* start Records to use *
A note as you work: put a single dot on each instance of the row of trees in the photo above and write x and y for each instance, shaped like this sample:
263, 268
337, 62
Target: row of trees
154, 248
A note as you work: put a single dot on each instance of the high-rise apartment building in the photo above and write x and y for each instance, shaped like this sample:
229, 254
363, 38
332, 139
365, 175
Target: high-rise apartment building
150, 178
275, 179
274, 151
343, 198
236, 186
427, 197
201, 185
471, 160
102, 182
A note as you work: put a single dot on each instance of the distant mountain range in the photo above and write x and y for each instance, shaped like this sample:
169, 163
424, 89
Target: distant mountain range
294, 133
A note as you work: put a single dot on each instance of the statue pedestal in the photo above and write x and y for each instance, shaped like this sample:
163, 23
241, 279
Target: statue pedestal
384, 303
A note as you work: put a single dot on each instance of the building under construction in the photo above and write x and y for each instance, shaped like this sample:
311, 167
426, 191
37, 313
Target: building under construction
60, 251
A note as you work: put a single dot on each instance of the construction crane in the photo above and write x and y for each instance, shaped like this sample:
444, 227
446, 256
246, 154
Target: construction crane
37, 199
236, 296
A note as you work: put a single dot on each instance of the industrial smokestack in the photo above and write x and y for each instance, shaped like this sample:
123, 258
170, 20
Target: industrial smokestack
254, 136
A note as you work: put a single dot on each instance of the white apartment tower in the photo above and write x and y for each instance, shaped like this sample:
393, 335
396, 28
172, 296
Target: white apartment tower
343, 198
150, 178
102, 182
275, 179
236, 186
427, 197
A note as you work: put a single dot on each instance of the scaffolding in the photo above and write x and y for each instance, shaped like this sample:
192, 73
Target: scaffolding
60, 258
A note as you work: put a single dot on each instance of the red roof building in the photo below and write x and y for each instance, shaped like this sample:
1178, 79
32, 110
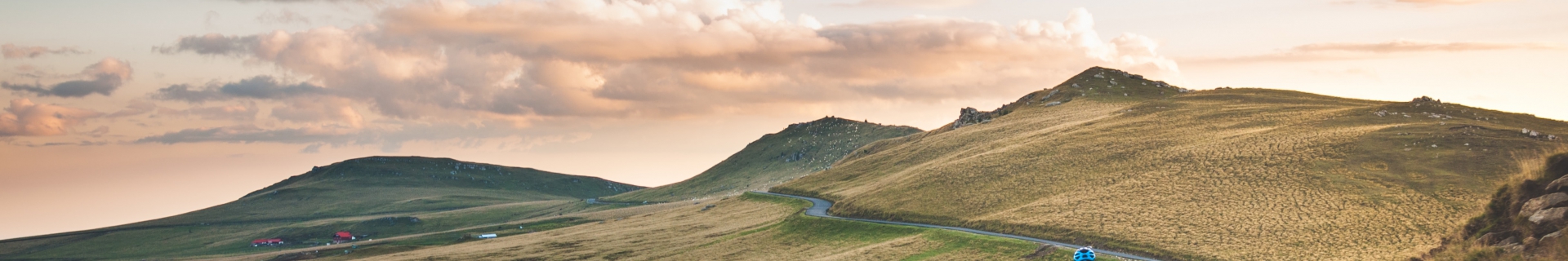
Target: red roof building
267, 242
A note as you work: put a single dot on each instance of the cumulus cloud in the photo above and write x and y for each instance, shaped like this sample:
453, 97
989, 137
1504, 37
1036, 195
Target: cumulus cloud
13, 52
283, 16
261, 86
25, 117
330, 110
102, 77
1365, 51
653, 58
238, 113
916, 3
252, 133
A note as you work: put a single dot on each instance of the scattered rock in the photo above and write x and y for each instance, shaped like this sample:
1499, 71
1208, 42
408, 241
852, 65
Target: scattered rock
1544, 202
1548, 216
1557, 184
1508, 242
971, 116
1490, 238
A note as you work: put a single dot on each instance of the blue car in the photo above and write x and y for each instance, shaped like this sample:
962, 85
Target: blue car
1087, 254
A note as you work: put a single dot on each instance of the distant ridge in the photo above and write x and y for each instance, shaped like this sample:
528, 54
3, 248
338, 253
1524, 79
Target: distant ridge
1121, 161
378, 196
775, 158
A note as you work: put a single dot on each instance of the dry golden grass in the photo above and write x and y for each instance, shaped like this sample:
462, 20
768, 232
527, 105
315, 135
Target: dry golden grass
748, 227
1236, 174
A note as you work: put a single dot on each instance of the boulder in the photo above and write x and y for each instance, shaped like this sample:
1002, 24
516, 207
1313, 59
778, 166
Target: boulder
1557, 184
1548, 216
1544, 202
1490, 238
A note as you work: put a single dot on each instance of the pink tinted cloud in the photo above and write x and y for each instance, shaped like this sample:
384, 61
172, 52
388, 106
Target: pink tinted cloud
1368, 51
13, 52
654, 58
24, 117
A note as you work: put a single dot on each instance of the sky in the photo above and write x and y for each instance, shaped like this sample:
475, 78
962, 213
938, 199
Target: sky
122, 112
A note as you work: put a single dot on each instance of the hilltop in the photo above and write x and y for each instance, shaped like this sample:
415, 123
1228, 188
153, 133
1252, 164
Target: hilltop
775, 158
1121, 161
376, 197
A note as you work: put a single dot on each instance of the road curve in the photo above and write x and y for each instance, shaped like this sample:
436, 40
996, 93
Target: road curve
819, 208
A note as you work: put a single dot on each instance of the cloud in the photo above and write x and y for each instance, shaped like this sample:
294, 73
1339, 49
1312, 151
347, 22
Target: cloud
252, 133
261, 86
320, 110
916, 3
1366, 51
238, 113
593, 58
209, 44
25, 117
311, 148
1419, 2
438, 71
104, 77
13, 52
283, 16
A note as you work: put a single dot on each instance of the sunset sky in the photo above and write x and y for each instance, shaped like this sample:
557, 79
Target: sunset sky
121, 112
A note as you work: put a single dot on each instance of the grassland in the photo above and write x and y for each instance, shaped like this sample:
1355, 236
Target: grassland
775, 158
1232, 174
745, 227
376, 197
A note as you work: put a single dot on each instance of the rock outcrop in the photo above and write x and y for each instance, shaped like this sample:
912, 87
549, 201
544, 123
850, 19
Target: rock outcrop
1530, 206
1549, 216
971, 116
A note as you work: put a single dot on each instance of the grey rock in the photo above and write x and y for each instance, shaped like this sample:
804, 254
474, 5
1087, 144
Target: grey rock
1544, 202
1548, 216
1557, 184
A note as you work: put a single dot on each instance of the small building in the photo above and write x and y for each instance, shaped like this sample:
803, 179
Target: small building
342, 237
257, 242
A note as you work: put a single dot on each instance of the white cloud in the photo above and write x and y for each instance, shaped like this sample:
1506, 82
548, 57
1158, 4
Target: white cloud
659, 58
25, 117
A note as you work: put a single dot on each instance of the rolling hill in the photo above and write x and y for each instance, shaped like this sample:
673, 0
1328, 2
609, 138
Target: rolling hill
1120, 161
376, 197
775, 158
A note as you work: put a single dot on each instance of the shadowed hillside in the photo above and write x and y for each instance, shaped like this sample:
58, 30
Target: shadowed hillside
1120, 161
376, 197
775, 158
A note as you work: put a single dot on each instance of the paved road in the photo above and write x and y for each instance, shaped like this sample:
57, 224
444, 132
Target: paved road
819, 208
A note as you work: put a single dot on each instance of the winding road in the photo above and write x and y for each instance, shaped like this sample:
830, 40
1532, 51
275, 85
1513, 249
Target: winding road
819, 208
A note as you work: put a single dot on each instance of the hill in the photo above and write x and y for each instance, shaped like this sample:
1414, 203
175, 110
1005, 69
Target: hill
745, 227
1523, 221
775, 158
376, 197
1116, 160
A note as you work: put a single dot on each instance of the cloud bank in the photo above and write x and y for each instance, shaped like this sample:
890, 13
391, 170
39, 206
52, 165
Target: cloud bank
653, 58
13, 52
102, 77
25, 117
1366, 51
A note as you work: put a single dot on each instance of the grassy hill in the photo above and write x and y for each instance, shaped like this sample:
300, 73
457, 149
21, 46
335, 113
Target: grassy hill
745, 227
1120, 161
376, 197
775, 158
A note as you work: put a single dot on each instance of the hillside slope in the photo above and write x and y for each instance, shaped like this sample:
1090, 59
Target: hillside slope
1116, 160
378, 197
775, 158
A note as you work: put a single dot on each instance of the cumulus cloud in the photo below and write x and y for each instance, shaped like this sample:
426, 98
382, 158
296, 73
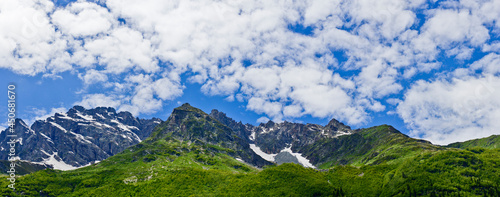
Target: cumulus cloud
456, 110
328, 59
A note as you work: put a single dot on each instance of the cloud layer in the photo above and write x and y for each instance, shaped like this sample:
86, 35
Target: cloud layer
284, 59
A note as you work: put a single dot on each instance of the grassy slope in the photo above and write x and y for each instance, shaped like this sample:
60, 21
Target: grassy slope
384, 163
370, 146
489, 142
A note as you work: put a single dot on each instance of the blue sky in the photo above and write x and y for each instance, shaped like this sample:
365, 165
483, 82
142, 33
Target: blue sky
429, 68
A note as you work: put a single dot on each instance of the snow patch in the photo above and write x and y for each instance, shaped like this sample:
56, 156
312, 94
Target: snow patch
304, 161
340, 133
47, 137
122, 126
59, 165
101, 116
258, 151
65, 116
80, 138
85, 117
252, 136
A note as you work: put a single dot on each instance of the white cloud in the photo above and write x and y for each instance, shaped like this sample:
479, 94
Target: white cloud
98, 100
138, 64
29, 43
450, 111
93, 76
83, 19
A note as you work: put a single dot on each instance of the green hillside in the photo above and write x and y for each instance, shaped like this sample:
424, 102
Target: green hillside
* end Records to use *
--- Problem statement ---
Repeat exactly the lines from the line containing "of the snow" through the last line of the records above, including both, and nothing else.

--- Solution for this task ---
A note as you work: put a single dot on each instance of the snow patch in the photo above and write x and y for each instance, shaped like this sample:
56, 156
312, 94
Target: snow patch
304, 161
340, 133
47, 137
122, 126
59, 165
101, 116
258, 151
65, 116
80, 138
85, 117
252, 136
A note as you work: put a single dot on each instance of the white cloud in the photo above and write x and y for each instance, shaped like this sample:
479, 94
Target: white cloud
98, 100
138, 64
29, 43
450, 111
93, 76
83, 19
A note as you work: put a single dot on each instance of the green hillside in the photo above and write x and y for each instance, shaped like this sample:
424, 102
Target: green hillside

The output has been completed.